2c – B2B Supplies (Hyperpure)

Hyperpure is growing strongly, and we believe that we have early indications of a strong product market fit. Until now, we have only been serving Delhi and Bangalore with Hyperpure. We have covered a lot of ground in the last two years, and we are now expanding rapidly into new cities.

3 – Social Responsibility (Feeding Foundation)

Zomato Feeding Foundation aims to be the largest and most impactful not-for-profit aimed at solving hunger in the developing world.

The COVID-19 crisis hit the daily wager community badly – leading to widespread hunger across the country. Springing into action, Feeding India (the India chapter of Zomato Feeding Foundation) launched ‘Feed the Daily Wager’ campaign to raise money and provide food support to daily wagers who lost their livelihood during the COVID-19 lockdown. Feed the Daily Wager collected ₹32 Cr (~$4.2m) which was used to distribute over 65 million meals (in the form of ration kits, see photo below) to the daily wager community.

Over the last few weeks, the Feeding Foundation has also started working to reduce hunger in Philippines and Indonesia.

At Zomato, we deeply appreciate the trust our countrymen put in us to make us one of the largest and most impactful social campaigns in the country during the COVID-19 crisis. We are deeply grateful to the thousands of volunteers and partners who helped us (help them) make thousands of tonnes of food reach the needy.

Working with the Feeding Foundation team will make you realise (if you don’t already) that the world is full of nice people who want to help make it a better place. We sometimes feel that the world is going to hell, but there’s plenty of good out there – it just doesn’t get seen as much.

We aim to grow our Feeding Foundation community multiple folds going forward. Solving hunger is a massive problem, but a solvable one if all of us just started caring about it enough.

Team updates
In order to quickly reduce our costs during the initial days of the COVID-19 crisis, we had requested our staff to volunteer for salary cuts. 75% of our employees volunteered for partial salary cuts resulting in a total reduction of 14% in our payroll costs. As of today, all the original salaries have been re-instated, and our net losses of under $1m for July reflect the increased payroll cost already.

We strongly believe that a founder in an organisation is not a title, but only a mindset. We announced Mohit Gupta (MG, he leads our food delivery business, among other things) as a founder at Zomato. While the foundation of Zomato was built before MG joined us, he has been instrumental in significantly strengthening it over the last two years. What he and his team have built is a very large part of our business, and our DNA today.

= = =

Work instructions:
**A)** In the Zomato update, what percentage of employees volunteered for partial salary cuts?
**B)** Continue the Zomato update from its last sentence.

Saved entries
= = =

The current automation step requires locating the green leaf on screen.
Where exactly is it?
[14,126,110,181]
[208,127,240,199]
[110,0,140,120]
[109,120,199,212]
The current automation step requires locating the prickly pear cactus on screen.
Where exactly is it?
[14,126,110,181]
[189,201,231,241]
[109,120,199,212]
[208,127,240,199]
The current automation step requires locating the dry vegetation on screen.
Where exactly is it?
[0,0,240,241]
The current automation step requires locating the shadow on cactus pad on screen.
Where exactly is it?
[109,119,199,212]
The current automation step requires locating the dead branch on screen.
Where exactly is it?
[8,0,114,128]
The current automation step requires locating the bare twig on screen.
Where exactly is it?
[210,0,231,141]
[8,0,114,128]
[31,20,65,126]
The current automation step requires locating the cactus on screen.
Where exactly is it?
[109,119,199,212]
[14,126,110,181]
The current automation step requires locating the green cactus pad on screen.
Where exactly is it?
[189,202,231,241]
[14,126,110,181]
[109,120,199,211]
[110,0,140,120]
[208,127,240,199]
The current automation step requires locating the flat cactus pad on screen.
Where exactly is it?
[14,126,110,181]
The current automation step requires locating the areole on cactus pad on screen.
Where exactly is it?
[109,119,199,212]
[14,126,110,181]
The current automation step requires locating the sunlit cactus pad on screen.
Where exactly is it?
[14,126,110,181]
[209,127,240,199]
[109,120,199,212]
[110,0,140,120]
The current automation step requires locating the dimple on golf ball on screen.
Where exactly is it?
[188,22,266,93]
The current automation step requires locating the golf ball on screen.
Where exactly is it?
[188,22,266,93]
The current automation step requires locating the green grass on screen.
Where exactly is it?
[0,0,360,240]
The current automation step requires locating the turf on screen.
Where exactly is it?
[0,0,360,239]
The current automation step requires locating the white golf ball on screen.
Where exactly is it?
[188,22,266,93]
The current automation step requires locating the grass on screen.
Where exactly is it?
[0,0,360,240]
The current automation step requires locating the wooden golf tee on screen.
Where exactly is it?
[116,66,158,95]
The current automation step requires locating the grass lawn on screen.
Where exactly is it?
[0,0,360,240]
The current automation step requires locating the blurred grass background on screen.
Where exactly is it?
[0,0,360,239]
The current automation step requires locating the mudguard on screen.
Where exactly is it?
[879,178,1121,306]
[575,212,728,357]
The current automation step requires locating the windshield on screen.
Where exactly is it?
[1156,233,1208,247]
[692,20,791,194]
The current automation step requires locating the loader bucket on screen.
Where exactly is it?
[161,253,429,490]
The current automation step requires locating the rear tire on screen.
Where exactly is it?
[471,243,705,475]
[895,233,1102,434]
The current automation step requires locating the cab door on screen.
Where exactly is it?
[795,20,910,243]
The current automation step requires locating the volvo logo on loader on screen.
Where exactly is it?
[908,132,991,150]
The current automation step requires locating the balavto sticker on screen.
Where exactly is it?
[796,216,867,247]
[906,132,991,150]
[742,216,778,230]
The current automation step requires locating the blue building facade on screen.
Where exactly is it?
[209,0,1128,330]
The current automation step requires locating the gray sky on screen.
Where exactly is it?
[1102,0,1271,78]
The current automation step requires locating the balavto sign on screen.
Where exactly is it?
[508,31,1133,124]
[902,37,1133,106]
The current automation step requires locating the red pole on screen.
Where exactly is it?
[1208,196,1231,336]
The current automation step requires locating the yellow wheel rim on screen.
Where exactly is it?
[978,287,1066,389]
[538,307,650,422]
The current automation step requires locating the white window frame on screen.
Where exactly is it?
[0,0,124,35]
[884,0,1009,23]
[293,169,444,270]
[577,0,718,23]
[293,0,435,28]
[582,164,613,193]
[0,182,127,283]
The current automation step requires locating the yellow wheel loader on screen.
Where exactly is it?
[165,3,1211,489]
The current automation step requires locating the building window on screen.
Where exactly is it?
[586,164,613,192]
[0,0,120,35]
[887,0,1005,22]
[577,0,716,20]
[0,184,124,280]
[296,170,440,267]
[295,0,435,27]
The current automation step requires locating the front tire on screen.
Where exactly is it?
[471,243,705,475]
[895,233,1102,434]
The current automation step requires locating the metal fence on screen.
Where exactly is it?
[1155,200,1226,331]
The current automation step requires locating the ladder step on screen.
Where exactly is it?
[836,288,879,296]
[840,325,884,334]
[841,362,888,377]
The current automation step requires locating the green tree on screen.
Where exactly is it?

= = =

Outputs by task:
**A)** 75%

**B)**
When I introduced the Founders Program a little over a year ago (refer to our annual report for FY19), I outlined a few qualities that founders must exhibit. These qualities include trustworthiness, commitment and resilience among other things. MG checks all these boxes and more. He never shies away from telling me, or anyone, the truth.

MG is very committed towards building Zomato for the long term, and has extremely high levels of ownership. His resilience to continue building and aim for victory even during the toughest times, is something a number of people at Zomato lean on as we continue to build Zomato.

The way the coronavirus suddenly hit the entire world made me realise that our world runs on an assumption of certainty, while there is none. Nobody, no matter how big or small, poor or rich, has any control over many important aspects of the way this world works. The world will change when it has to. Tough times will happen when they have to. The only way to weather what the world throws at us is by following the old adage – ‘tough times don’t last, tough people do’.

Being tough means that you handle pressure cooker situations calmly, and continue to find ways to get out of them. The path to building a company is non linear – you need to make enough of the right calls to make sure that you catch the tailwind, and not make so many bad calls that you get caught in the headwind.

That’s all for now. We wish everyone the best of health, and hope that the world gets over the pandemic soon.